Please give part of the passage on Māori art again, substituting "clothing" for "garments". Begin at the words "In traditional Māori" and stop after "were directly involved.".

Source
──────────────────────────────
This remarkable artwork can still be seen on Māori mummified heads, a process involving steaming, smoking and oiling: heads so treated remained intact and retained hair, skin and teeth. Out of respect for Māori beliefs, such heads are rarely exhibited in New Zealand’s museums.
ART FOR THE GODS
Religious inspiration in Māori art was based on the prevailing beliefs about gods and ancestral spirits. In pre-Christian times supernatural beings were believed to inhabit natural objects. Rituals and chants were thus necessary to ensure the successful pursuit of any task.
In traditional Māori society the sexes were kept apart in all their craft activities. While men worked the hard materials of wood, bone and stone, women used soft materials (for more information, click here) or prepared flax fibres used in making garments and decorative taniko borders. It was believed women were noa – non-sacred – and the male, conversely, a tapu (sacred or holy) being. This put females in a subservient position which precluded them from high religious practices and from crafts and activities in which high gods and ancestral spirits were directly involved.
──────────────────────────────
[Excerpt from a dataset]
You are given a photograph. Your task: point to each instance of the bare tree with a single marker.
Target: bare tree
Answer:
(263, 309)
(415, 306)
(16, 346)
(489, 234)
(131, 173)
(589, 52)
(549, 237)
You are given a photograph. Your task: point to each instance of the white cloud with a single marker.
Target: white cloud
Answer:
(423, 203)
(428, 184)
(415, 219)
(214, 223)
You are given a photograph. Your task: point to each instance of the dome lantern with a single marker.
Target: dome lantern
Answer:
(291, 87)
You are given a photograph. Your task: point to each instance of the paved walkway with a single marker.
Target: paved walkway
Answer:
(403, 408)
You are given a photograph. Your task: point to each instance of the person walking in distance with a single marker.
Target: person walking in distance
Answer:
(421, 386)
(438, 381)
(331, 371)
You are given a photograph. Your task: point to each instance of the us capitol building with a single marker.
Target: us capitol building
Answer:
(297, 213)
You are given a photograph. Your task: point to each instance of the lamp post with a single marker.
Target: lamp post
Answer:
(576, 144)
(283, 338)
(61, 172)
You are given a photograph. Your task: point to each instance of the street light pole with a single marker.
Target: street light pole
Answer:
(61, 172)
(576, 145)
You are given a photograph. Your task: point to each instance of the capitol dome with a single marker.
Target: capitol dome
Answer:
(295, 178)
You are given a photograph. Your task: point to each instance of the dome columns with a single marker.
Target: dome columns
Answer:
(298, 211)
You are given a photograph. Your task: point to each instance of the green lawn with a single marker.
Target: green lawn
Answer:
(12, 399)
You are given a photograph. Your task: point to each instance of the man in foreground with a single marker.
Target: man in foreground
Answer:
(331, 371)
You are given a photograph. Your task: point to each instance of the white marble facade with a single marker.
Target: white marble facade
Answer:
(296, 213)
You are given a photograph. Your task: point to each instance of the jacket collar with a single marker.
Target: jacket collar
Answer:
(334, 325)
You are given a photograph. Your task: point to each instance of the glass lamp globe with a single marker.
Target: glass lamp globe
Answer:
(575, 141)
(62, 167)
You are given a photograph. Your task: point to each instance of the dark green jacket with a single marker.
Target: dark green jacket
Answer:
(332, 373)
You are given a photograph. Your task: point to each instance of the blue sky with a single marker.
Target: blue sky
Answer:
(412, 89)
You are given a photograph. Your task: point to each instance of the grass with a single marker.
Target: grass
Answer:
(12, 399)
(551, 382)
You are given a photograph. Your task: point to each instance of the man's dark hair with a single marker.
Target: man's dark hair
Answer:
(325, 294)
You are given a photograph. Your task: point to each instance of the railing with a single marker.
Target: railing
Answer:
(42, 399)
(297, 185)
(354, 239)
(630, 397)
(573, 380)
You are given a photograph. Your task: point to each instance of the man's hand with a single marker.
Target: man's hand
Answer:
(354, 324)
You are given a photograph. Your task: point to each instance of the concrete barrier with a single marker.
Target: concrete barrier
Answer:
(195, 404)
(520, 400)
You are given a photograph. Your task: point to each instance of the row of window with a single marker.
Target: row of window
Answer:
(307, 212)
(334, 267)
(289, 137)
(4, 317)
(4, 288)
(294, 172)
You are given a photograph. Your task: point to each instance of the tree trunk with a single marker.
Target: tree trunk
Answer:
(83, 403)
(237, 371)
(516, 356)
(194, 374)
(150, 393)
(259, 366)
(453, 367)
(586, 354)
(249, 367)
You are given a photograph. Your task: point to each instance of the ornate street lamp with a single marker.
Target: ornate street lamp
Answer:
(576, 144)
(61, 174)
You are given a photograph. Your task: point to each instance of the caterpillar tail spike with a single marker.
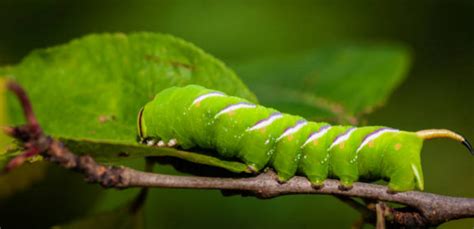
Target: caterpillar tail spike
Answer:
(443, 133)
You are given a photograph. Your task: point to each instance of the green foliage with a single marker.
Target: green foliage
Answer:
(335, 82)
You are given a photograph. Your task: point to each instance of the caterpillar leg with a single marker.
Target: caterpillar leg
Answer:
(346, 182)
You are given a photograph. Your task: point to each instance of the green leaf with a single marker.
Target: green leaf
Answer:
(123, 217)
(91, 89)
(21, 179)
(114, 153)
(340, 82)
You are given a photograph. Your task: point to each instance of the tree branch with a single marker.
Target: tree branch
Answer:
(424, 209)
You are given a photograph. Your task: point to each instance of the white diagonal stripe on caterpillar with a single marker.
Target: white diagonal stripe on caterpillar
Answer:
(318, 134)
(266, 121)
(300, 124)
(206, 96)
(342, 138)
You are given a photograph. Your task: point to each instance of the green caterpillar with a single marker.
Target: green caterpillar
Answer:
(194, 116)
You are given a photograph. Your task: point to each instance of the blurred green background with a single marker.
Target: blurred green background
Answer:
(437, 93)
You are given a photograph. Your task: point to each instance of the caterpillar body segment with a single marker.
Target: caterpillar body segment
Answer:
(261, 137)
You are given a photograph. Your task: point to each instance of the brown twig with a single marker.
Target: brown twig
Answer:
(424, 209)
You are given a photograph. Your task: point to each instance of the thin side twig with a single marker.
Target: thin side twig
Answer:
(423, 209)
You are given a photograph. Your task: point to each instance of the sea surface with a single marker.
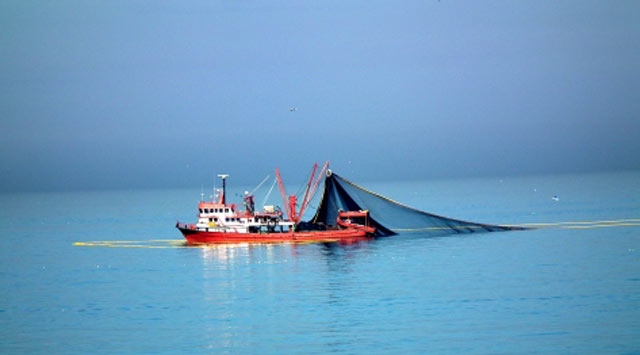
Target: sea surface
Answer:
(107, 272)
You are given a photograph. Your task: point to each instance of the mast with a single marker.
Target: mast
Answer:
(224, 187)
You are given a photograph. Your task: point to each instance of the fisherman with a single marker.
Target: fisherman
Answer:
(248, 202)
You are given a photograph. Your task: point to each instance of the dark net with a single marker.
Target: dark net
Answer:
(387, 216)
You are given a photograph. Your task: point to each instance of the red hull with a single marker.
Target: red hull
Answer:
(195, 237)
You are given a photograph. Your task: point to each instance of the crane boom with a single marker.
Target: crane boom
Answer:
(311, 190)
(284, 195)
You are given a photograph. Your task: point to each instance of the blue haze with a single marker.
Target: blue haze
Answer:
(112, 94)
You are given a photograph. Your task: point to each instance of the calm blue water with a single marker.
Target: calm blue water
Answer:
(550, 290)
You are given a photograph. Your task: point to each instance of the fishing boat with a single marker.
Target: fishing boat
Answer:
(220, 222)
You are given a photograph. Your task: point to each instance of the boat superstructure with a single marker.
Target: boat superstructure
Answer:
(220, 222)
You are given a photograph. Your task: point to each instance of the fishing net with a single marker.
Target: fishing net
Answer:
(387, 216)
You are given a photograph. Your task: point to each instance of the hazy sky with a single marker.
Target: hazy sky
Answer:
(107, 94)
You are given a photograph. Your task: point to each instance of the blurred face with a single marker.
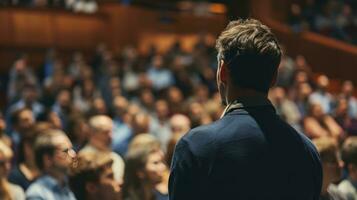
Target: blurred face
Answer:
(347, 88)
(30, 95)
(155, 167)
(63, 158)
(108, 188)
(26, 120)
(333, 170)
(162, 109)
(64, 98)
(5, 165)
(322, 82)
(54, 119)
(342, 107)
(105, 135)
(2, 124)
(221, 86)
(317, 111)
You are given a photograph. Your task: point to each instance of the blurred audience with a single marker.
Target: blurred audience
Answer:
(332, 168)
(93, 177)
(100, 141)
(8, 191)
(137, 105)
(145, 169)
(334, 18)
(54, 157)
(349, 156)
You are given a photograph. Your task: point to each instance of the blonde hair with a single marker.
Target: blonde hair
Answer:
(6, 152)
(144, 140)
(327, 148)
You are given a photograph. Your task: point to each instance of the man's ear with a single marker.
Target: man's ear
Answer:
(91, 188)
(47, 161)
(274, 80)
(222, 73)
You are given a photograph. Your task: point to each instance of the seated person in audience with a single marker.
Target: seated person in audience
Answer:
(331, 166)
(342, 117)
(321, 95)
(22, 120)
(3, 136)
(347, 93)
(100, 140)
(93, 178)
(349, 157)
(8, 191)
(145, 170)
(317, 124)
(180, 125)
(28, 100)
(26, 170)
(301, 97)
(54, 156)
(286, 108)
(148, 141)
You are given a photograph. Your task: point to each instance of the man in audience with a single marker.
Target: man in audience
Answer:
(349, 155)
(100, 141)
(159, 124)
(54, 157)
(122, 132)
(331, 166)
(321, 95)
(347, 93)
(93, 177)
(28, 100)
(22, 120)
(250, 153)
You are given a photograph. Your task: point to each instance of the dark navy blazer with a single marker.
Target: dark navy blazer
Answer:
(249, 154)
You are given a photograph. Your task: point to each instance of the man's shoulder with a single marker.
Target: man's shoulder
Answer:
(208, 138)
(346, 187)
(37, 189)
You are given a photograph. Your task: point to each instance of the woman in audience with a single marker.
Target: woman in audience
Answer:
(317, 124)
(343, 118)
(144, 170)
(93, 177)
(8, 191)
(26, 171)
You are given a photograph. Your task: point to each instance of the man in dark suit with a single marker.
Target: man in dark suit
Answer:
(250, 153)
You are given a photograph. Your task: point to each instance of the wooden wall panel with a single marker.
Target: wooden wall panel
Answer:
(32, 28)
(6, 32)
(82, 32)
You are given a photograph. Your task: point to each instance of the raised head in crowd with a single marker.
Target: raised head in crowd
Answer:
(250, 153)
(55, 157)
(100, 141)
(349, 157)
(26, 171)
(8, 191)
(145, 170)
(93, 177)
(332, 168)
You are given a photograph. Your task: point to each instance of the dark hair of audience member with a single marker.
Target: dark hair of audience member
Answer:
(137, 157)
(248, 47)
(89, 168)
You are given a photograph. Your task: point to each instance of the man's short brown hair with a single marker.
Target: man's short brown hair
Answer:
(327, 148)
(251, 52)
(349, 151)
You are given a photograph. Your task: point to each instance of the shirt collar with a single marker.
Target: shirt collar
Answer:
(246, 102)
(53, 183)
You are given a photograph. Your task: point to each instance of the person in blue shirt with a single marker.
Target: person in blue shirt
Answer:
(250, 153)
(54, 157)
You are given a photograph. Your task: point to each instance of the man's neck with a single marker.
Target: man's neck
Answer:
(236, 93)
(98, 145)
(58, 176)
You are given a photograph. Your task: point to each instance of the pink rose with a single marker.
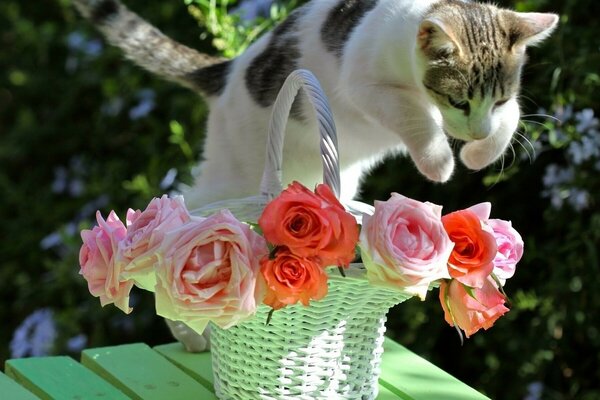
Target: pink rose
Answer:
(98, 258)
(471, 260)
(404, 245)
(510, 248)
(474, 309)
(208, 271)
(145, 232)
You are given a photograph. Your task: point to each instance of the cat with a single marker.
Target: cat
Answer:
(402, 76)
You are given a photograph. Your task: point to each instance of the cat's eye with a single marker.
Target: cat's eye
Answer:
(500, 103)
(459, 104)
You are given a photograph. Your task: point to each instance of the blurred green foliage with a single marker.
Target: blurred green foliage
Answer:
(81, 129)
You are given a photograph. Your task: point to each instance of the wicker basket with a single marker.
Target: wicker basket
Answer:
(329, 350)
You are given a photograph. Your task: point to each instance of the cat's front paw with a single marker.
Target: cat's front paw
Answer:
(438, 166)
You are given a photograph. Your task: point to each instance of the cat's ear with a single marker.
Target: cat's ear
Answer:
(530, 29)
(435, 38)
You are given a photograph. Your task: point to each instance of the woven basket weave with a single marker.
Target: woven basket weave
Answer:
(329, 350)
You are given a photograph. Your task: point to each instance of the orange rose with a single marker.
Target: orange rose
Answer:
(474, 248)
(474, 309)
(290, 278)
(311, 225)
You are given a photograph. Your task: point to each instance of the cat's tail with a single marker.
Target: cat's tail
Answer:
(146, 45)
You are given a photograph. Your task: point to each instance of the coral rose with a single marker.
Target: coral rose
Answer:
(510, 248)
(208, 272)
(474, 247)
(404, 245)
(290, 278)
(473, 309)
(98, 258)
(311, 224)
(145, 232)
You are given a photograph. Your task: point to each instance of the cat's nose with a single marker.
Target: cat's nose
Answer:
(479, 135)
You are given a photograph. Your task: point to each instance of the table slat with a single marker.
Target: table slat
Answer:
(197, 365)
(60, 378)
(407, 374)
(143, 374)
(12, 390)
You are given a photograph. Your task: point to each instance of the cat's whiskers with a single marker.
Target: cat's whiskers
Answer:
(531, 156)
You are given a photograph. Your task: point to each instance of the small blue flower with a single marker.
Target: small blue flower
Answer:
(35, 336)
(93, 48)
(75, 40)
(168, 179)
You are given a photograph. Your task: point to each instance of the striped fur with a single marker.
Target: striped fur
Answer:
(146, 45)
(401, 75)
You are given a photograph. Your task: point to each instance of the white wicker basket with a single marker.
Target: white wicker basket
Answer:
(329, 350)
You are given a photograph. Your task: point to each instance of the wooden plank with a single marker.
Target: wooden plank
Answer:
(387, 394)
(60, 378)
(9, 389)
(143, 374)
(197, 365)
(406, 374)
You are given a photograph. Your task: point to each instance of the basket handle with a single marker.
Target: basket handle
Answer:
(271, 185)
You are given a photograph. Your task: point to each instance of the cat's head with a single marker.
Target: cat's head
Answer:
(471, 57)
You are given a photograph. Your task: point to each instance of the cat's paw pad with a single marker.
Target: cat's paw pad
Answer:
(476, 156)
(437, 168)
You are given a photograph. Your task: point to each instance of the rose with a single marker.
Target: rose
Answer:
(474, 308)
(99, 261)
(311, 224)
(145, 232)
(474, 245)
(208, 270)
(510, 248)
(404, 244)
(290, 278)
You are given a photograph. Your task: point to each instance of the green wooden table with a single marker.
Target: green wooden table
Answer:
(167, 372)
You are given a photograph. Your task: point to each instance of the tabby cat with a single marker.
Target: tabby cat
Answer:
(401, 76)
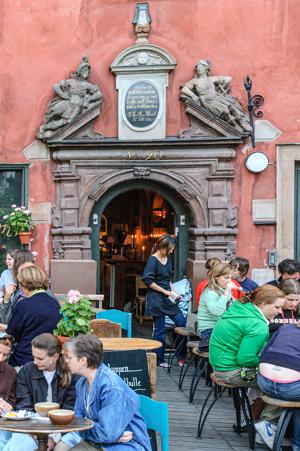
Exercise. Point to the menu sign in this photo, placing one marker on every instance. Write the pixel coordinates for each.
(141, 104)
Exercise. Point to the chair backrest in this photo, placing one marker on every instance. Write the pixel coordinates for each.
(103, 328)
(117, 316)
(156, 416)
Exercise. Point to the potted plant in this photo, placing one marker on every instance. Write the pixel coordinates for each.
(18, 222)
(77, 313)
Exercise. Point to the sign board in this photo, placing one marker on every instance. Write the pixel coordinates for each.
(132, 367)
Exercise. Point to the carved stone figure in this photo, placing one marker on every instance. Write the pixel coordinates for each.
(213, 94)
(73, 97)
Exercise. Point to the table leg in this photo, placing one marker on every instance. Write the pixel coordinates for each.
(42, 442)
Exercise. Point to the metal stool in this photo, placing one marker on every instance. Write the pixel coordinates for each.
(286, 414)
(240, 400)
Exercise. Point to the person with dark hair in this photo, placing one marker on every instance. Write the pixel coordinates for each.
(7, 375)
(40, 313)
(241, 266)
(288, 269)
(46, 379)
(240, 335)
(290, 311)
(279, 377)
(102, 396)
(13, 292)
(6, 278)
(161, 301)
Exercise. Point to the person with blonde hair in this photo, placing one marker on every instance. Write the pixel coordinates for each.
(215, 299)
(38, 313)
(241, 334)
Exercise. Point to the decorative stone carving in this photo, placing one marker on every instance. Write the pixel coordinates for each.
(141, 173)
(142, 21)
(213, 94)
(74, 97)
(232, 218)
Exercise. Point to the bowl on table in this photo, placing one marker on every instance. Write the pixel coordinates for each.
(61, 416)
(42, 408)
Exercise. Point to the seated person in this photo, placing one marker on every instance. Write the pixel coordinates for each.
(7, 375)
(279, 377)
(240, 335)
(209, 264)
(47, 378)
(105, 398)
(215, 299)
(242, 267)
(38, 314)
(290, 309)
(288, 269)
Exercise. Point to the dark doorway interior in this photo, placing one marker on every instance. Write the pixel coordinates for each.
(130, 225)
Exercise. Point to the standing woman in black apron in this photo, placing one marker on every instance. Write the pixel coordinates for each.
(157, 277)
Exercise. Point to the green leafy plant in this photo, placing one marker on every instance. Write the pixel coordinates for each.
(18, 220)
(77, 313)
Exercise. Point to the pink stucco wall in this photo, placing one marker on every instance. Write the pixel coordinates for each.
(43, 41)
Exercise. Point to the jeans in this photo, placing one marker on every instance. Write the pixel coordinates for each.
(160, 332)
(288, 392)
(16, 442)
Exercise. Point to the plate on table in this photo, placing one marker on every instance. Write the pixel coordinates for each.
(18, 416)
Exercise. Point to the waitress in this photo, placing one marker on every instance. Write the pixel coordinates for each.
(157, 277)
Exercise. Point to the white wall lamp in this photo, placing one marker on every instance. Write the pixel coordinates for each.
(257, 162)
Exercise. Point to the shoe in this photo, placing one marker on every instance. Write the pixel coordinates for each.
(258, 439)
(164, 365)
(267, 432)
(243, 426)
(181, 363)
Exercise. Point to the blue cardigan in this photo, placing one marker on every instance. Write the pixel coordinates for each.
(284, 348)
(31, 317)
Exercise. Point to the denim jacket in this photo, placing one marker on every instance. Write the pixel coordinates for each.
(114, 408)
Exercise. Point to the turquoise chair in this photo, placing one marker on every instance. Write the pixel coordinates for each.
(156, 416)
(117, 316)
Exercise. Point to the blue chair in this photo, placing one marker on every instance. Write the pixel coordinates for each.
(156, 416)
(117, 316)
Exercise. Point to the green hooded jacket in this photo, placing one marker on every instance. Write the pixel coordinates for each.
(238, 338)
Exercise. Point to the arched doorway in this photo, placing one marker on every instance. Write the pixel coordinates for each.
(125, 223)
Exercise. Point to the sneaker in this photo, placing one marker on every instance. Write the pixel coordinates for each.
(164, 365)
(266, 431)
(181, 363)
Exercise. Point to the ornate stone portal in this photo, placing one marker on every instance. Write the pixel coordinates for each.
(197, 171)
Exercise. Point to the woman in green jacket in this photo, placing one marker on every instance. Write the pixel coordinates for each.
(215, 299)
(241, 334)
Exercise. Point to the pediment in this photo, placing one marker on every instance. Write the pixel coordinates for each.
(205, 124)
(143, 58)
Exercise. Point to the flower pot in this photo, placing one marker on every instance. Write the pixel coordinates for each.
(24, 237)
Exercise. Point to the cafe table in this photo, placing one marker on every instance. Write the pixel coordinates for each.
(129, 344)
(42, 429)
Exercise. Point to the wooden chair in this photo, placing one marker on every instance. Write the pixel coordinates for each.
(288, 407)
(103, 328)
(240, 400)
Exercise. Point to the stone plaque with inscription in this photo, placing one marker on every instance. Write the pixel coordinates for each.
(141, 108)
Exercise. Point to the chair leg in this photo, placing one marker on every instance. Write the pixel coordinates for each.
(172, 354)
(196, 379)
(282, 425)
(246, 407)
(237, 405)
(184, 369)
(201, 423)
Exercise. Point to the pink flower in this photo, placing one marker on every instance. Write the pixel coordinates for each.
(73, 296)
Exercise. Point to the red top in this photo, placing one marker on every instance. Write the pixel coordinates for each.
(202, 285)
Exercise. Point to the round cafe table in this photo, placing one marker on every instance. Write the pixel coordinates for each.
(42, 429)
(129, 344)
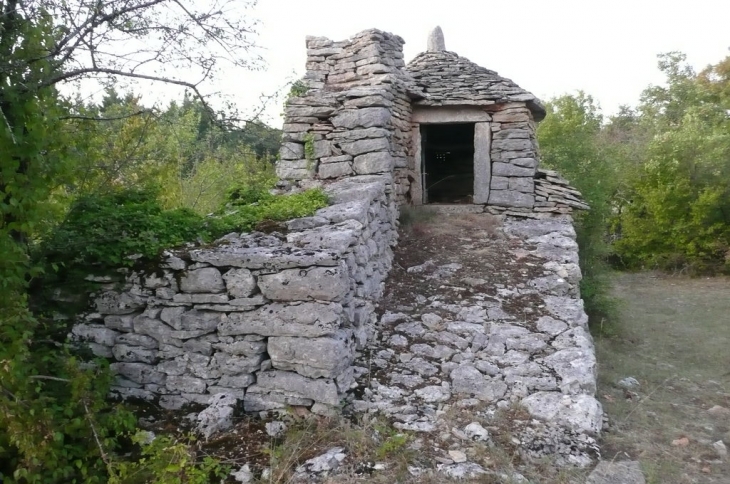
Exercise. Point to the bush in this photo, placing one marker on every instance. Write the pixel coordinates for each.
(102, 231)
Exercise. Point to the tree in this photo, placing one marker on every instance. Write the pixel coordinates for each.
(54, 422)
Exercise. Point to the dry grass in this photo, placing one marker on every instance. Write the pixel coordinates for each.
(674, 335)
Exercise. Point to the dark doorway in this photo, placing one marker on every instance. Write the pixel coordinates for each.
(448, 162)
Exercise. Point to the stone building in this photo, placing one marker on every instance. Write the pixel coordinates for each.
(447, 130)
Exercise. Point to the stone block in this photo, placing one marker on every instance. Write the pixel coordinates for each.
(362, 118)
(94, 333)
(139, 372)
(508, 169)
(313, 357)
(130, 353)
(207, 280)
(377, 162)
(239, 282)
(522, 184)
(366, 145)
(319, 390)
(500, 183)
(320, 283)
(291, 151)
(335, 170)
(309, 320)
(511, 198)
(111, 302)
(185, 384)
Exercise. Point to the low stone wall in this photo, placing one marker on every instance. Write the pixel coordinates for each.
(273, 319)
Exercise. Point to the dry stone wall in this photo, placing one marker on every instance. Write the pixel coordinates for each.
(354, 118)
(274, 320)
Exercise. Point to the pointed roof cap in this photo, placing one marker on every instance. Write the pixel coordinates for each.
(448, 79)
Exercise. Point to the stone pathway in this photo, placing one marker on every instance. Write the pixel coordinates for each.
(480, 316)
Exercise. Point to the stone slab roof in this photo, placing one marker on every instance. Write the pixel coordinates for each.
(451, 80)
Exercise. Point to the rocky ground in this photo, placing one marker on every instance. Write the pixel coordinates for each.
(480, 331)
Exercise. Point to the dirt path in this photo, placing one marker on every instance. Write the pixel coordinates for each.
(674, 338)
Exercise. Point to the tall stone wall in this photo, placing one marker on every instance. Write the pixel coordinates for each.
(273, 319)
(514, 159)
(354, 118)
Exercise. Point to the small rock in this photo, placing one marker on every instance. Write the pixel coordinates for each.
(326, 462)
(683, 442)
(457, 456)
(476, 432)
(720, 448)
(218, 416)
(629, 382)
(718, 411)
(244, 474)
(275, 428)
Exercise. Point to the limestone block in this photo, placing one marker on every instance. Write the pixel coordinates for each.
(241, 347)
(237, 381)
(522, 184)
(576, 369)
(377, 162)
(482, 162)
(120, 322)
(291, 151)
(139, 372)
(512, 144)
(236, 365)
(500, 183)
(582, 413)
(195, 320)
(362, 118)
(340, 212)
(258, 399)
(265, 257)
(319, 390)
(111, 302)
(239, 282)
(185, 384)
(337, 237)
(366, 145)
(507, 169)
(511, 198)
(313, 357)
(524, 162)
(200, 298)
(468, 380)
(322, 148)
(94, 333)
(124, 352)
(206, 280)
(335, 170)
(307, 319)
(322, 283)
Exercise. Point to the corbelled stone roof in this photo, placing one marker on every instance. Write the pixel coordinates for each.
(448, 79)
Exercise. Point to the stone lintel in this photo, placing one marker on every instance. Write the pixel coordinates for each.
(445, 115)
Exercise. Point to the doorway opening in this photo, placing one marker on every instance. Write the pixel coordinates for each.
(448, 163)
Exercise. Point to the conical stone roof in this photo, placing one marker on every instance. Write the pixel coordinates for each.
(448, 79)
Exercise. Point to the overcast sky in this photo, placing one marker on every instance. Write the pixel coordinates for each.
(549, 47)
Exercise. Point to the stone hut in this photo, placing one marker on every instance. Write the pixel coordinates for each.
(447, 130)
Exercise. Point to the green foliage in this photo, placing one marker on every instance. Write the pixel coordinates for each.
(166, 460)
(243, 214)
(102, 231)
(55, 422)
(570, 143)
(678, 210)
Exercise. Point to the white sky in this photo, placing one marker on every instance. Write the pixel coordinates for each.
(549, 47)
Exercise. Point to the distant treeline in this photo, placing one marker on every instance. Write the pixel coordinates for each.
(657, 175)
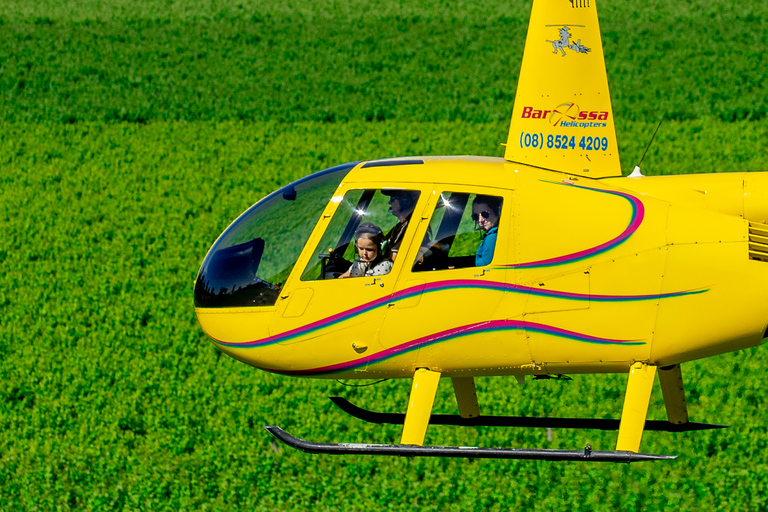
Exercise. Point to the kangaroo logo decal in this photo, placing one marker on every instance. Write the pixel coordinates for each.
(565, 40)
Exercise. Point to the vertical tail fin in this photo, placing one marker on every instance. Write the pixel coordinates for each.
(562, 118)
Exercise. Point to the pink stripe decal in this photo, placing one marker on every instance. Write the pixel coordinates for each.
(638, 213)
(454, 333)
(455, 284)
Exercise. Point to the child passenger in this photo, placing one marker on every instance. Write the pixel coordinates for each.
(373, 256)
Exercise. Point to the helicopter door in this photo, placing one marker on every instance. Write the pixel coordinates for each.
──────────────────────────────
Worked answer
In traditional Māori society the sexes were kept apart in all their craft activities. While men worked the hard materials of wood, bone and stone, women used soft materials (for more information, click here) or prepared flax fibres used in making clothing and decorative taniko borders. It was believed women were noa – non-sacred – and the male, conversely, a tapu (sacred or holy) being. This put females in a subservient position which precluded them from high religious practices and from crafts and activities in which high gods and ancestral spirits were directly involved.